The task:
Reproduce every line of the entries below verbatim, keeping the original order, spacing, and punctuation.

Stored records:
● ● ●
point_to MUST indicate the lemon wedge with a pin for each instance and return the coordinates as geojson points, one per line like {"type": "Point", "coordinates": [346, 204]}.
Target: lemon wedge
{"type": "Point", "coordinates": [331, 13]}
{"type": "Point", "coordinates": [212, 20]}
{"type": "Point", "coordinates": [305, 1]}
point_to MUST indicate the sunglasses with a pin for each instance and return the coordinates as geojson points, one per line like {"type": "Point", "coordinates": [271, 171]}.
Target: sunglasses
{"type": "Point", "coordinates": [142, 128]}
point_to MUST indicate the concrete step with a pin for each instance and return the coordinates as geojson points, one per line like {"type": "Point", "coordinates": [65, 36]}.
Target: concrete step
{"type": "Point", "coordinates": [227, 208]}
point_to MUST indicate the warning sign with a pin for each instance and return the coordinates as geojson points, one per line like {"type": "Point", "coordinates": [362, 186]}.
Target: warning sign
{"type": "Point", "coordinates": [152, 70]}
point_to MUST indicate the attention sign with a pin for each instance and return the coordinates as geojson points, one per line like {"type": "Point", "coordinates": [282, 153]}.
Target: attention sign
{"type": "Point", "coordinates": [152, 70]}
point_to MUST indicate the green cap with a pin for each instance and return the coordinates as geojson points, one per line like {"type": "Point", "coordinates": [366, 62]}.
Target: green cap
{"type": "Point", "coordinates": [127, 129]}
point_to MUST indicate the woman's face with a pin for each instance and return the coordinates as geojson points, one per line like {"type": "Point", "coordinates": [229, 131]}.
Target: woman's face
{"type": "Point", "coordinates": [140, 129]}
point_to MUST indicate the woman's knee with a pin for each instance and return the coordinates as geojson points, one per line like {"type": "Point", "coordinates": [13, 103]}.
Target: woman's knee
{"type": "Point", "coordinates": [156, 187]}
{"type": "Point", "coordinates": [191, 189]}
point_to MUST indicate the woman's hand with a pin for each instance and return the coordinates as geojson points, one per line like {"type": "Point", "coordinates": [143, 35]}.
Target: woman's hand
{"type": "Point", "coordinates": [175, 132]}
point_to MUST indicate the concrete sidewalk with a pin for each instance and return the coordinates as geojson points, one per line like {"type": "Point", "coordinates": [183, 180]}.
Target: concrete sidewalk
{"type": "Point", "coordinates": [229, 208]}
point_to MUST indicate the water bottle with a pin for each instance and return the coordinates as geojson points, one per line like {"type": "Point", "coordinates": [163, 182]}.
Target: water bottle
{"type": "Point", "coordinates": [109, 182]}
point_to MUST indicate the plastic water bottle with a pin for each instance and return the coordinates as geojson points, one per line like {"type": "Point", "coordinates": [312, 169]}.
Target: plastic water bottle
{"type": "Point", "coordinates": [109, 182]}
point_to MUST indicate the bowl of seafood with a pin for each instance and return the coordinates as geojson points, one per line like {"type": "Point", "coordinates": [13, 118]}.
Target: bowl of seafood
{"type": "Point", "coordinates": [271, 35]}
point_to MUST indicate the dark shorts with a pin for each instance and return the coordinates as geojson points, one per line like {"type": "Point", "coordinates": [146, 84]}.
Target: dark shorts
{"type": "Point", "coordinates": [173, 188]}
● ● ●
Answer below:
point_to MUST indicate the lemon wedge with a pin for each instance and return the coordinates as geojson points, one per line like {"type": "Point", "coordinates": [346, 204]}.
Target: lemon wedge
{"type": "Point", "coordinates": [331, 13]}
{"type": "Point", "coordinates": [212, 20]}
{"type": "Point", "coordinates": [305, 1]}
point_to MUST indicate the sunglasses with a pin for each instance and return the coordinates as geojson points, one per line like {"type": "Point", "coordinates": [271, 171]}.
Target: sunglasses
{"type": "Point", "coordinates": [142, 128]}
point_to MUST indicate the concrete step with a pin for each instance and return the coordinates as geojson points, one per line like {"type": "Point", "coordinates": [65, 36]}.
Target: concrete step
{"type": "Point", "coordinates": [227, 208]}
point_to MUST indicate the warning sign with a pin for each instance and return the coordinates as geojson points, one per line like {"type": "Point", "coordinates": [362, 186]}.
Target: warning sign
{"type": "Point", "coordinates": [152, 70]}
point_to MUST indicate the attention sign with a pin for each instance and return the coordinates as geojson points, one per line like {"type": "Point", "coordinates": [282, 153]}.
Target: attention sign
{"type": "Point", "coordinates": [152, 70]}
point_to MUST indicate the green cap with a pin for each instance and return the coordinates as geojson points, one per line like {"type": "Point", "coordinates": [366, 62]}.
Target: green cap
{"type": "Point", "coordinates": [127, 129]}
point_to MUST indicate the woman's face with a pin for each instance and return the coordinates as geojson points, one per line like {"type": "Point", "coordinates": [229, 131]}.
Target: woman's face
{"type": "Point", "coordinates": [140, 129]}
point_to MUST indicate the woman's knee with a pin for each instance and return the coordinates as geojson points, one per line like {"type": "Point", "coordinates": [13, 103]}.
Target: woman's knee
{"type": "Point", "coordinates": [156, 187]}
{"type": "Point", "coordinates": [191, 189]}
point_to MUST indicate the woman's hand with a pin for each instance and return the coordinates as geojson points, one per line like {"type": "Point", "coordinates": [143, 35]}.
Target: woman's hand
{"type": "Point", "coordinates": [175, 132]}
point_to MUST indicate the concrete sidewalk with a pin for each instance and return the coordinates as geojson points, one per line like {"type": "Point", "coordinates": [183, 180]}.
Target: concrete sidewalk
{"type": "Point", "coordinates": [229, 208]}
point_to MUST indicate the water bottle with a pin for each instance and return the coordinates as geojson points, one per line like {"type": "Point", "coordinates": [163, 182]}.
Target: water bottle
{"type": "Point", "coordinates": [109, 182]}
point_to MUST indicate the plastic water bottle with a pin for each instance and return the coordinates as geojson points, one per line like {"type": "Point", "coordinates": [312, 169]}.
Target: plastic water bottle
{"type": "Point", "coordinates": [109, 182]}
point_to MUST indicate the bowl of seafood with a pin for each instance and return the coordinates as geojson points, one per line like {"type": "Point", "coordinates": [13, 118]}.
Target: bowl of seafood
{"type": "Point", "coordinates": [271, 35]}
point_to MUST indicate the dark shorts with a pin for each instance and return the coordinates as geojson points, one per line like {"type": "Point", "coordinates": [146, 84]}.
Target: dark shorts
{"type": "Point", "coordinates": [173, 188]}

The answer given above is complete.